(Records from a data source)

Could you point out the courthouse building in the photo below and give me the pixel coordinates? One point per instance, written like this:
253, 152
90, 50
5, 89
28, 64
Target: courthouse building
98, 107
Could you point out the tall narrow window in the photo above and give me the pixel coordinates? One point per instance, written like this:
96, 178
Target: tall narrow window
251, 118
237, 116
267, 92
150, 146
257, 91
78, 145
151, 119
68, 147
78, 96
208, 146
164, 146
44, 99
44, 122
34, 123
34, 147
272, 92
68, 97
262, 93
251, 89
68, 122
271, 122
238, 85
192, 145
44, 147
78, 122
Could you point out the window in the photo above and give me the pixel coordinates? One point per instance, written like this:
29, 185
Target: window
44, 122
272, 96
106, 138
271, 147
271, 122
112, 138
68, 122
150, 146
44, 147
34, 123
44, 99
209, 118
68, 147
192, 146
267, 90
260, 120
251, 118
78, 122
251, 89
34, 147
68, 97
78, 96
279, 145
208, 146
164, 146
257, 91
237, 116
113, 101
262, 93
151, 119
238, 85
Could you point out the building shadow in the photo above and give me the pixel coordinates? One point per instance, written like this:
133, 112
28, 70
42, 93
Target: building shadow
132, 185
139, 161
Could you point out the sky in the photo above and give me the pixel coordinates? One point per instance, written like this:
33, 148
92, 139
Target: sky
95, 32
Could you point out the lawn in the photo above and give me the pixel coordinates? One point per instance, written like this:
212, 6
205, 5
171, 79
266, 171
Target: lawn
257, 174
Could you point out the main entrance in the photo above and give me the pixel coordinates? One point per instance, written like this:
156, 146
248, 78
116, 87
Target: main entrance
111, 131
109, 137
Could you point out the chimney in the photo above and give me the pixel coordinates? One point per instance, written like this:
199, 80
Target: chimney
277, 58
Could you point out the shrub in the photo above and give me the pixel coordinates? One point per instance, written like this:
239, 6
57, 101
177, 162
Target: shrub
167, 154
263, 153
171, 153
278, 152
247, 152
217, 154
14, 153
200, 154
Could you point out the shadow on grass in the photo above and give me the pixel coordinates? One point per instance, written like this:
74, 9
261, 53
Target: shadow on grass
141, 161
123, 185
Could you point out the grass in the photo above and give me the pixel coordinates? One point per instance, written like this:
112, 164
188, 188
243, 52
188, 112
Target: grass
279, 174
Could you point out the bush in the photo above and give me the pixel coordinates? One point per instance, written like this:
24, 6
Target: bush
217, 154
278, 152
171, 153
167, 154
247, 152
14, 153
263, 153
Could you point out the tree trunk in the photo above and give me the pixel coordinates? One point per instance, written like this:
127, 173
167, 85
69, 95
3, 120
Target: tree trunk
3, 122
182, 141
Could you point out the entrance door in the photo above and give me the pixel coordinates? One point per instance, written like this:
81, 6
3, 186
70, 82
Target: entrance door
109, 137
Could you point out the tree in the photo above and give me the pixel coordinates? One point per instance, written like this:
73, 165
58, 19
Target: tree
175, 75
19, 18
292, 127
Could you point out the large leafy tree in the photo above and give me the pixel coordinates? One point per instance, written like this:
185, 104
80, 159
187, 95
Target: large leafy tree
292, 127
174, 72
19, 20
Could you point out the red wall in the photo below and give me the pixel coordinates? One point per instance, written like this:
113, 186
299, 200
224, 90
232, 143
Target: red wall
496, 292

◆ **What the task asks**: Copy whichever lines above contain the string "below".

◆ **Answer box**:
Could you point out the courthouse building in the photo below and give me the pixel coordinates? One point per instance, written like this:
Could you point out the red wall in the photo below and give me the pixel coordinates? One point per instance, written like this:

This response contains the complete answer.